Given problem:
Reproduce every one of the lines that follow word for word, omitting the picture.
-----
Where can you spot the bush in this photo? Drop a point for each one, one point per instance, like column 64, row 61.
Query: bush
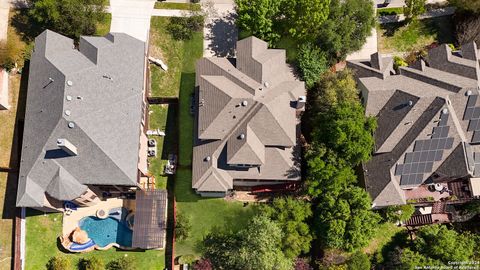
column 123, row 263
column 187, row 259
column 183, row 227
column 94, row 263
column 12, row 52
column 203, row 264
column 182, row 28
column 312, row 62
column 358, row 261
column 398, row 62
column 58, row 263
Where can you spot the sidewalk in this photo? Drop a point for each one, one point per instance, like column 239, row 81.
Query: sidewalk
column 429, row 14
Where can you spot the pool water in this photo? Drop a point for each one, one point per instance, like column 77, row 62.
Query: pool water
column 106, row 231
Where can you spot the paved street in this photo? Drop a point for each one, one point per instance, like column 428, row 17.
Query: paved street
column 131, row 17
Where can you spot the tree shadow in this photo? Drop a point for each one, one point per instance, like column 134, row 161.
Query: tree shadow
column 223, row 35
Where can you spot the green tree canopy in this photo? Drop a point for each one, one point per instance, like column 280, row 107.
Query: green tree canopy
column 312, row 62
column 346, row 221
column 349, row 24
column 291, row 215
column 72, row 18
column 440, row 243
column 258, row 246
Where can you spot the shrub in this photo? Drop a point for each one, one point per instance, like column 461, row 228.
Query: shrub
column 398, row 62
column 182, row 226
column 93, row 263
column 123, row 263
column 312, row 62
column 186, row 259
column 203, row 264
column 58, row 263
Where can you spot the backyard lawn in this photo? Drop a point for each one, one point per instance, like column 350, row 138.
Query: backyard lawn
column 41, row 238
column 402, row 37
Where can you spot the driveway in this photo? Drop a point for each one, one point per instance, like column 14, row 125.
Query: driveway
column 131, row 17
column 220, row 32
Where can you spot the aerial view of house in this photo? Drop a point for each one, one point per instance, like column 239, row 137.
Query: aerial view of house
column 426, row 142
column 239, row 134
column 247, row 120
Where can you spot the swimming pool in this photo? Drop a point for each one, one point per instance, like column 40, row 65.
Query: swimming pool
column 107, row 231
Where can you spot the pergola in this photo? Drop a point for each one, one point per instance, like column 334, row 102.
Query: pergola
column 150, row 225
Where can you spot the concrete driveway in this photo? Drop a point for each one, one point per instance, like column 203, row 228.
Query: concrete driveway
column 220, row 32
column 131, row 17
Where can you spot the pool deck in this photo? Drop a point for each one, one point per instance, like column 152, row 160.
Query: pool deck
column 70, row 222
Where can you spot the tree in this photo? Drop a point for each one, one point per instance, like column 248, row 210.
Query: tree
column 68, row 17
column 93, row 263
column 398, row 213
column 312, row 62
column 291, row 215
column 258, row 246
column 349, row 24
column 466, row 5
column 358, row 260
column 347, row 221
column 347, row 131
column 259, row 18
column 183, row 226
column 122, row 263
column 11, row 51
column 305, row 17
column 440, row 243
column 203, row 264
column 58, row 263
column 413, row 8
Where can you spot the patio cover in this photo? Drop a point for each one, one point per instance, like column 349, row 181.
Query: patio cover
column 149, row 228
column 475, row 186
-----
Exercise solution:
Where can you spot the bush in this photo? Drop a point for each one, one point per instance, like column 64, row 61.
Query: bush
column 123, row 263
column 187, row 259
column 183, row 227
column 94, row 263
column 12, row 52
column 203, row 264
column 182, row 28
column 312, row 62
column 358, row 261
column 398, row 62
column 58, row 263
Where can you spot the sidewalk in this photo? Drop a point for each one, one point per instance, like column 239, row 81.
Query: sidewalk
column 429, row 14
Where can you spot the pool water in this photo? Drop a point for each one, one point per instance, like column 77, row 62.
Query: pool water
column 106, row 231
Where can you spot the paved street in this photo? Drop a point for each one, one point per instance, like column 428, row 17.
Query: paved street
column 131, row 17
Where can you spot the tree shadow in this photo? Drop a point for each one, one point per instance, like column 134, row 161.
Query: tree shadow
column 223, row 35
Where can you spot the green tree canopy in this photo? Drop a point for each one, one point per instance, like column 280, row 107.
Query: green tree canopy
column 312, row 62
column 346, row 221
column 349, row 24
column 291, row 215
column 72, row 18
column 440, row 243
column 258, row 246
Where can you spot the shrub in this photo? Drop a point for each one, one point per instance, like column 461, row 228.
Query: shrub
column 398, row 62
column 182, row 226
column 93, row 263
column 123, row 263
column 312, row 62
column 186, row 259
column 203, row 264
column 58, row 263
Where can you spot the backyard lawn in this photo? Drop a point for each one, one point per instance, like column 350, row 138.
Query: backyard lawn
column 41, row 238
column 402, row 37
Where can you spot the driveway in this photo? Drop a point for each one, one point per instance, like column 14, row 125.
Query: driveway
column 131, row 17
column 220, row 32
Where can you spot the aerial view of house in this photo? Drop a point for each one, one point per instance, like column 239, row 137.
Query: aerial view of house
column 426, row 142
column 239, row 134
column 247, row 120
Where can you spot the swimming pool in this photo? Drop a point for each one, one point per instance, like column 40, row 65.
Query: swimming pool
column 107, row 231
Where can you spot the pergola in this photo? Drop a point for each one, one point per instance, like column 334, row 102.
Query: pergola
column 150, row 225
Where can you spot the concrete driveway in this photo? Drop a point for each one, one point per instance, like column 203, row 228.
Query: concrete driveway
column 220, row 32
column 131, row 17
Where can you spot the pool deck in this photo? Drop a point for each one, one point per instance, like column 152, row 160.
Query: pool deck
column 70, row 222
Where can you spot the tree in this photo? Drop a point for each one, one point per instance, like column 248, row 210.
Query: tree
column 68, row 17
column 93, row 263
column 398, row 213
column 312, row 62
column 291, row 215
column 258, row 246
column 349, row 24
column 466, row 5
column 358, row 260
column 347, row 221
column 347, row 131
column 259, row 18
column 183, row 226
column 122, row 263
column 11, row 51
column 305, row 17
column 440, row 243
column 203, row 264
column 58, row 263
column 413, row 8
Where can you spot the patio cover in this photo? Drop a point for each one, one point per instance, like column 349, row 181.
Query: patio cover
column 149, row 228
column 475, row 186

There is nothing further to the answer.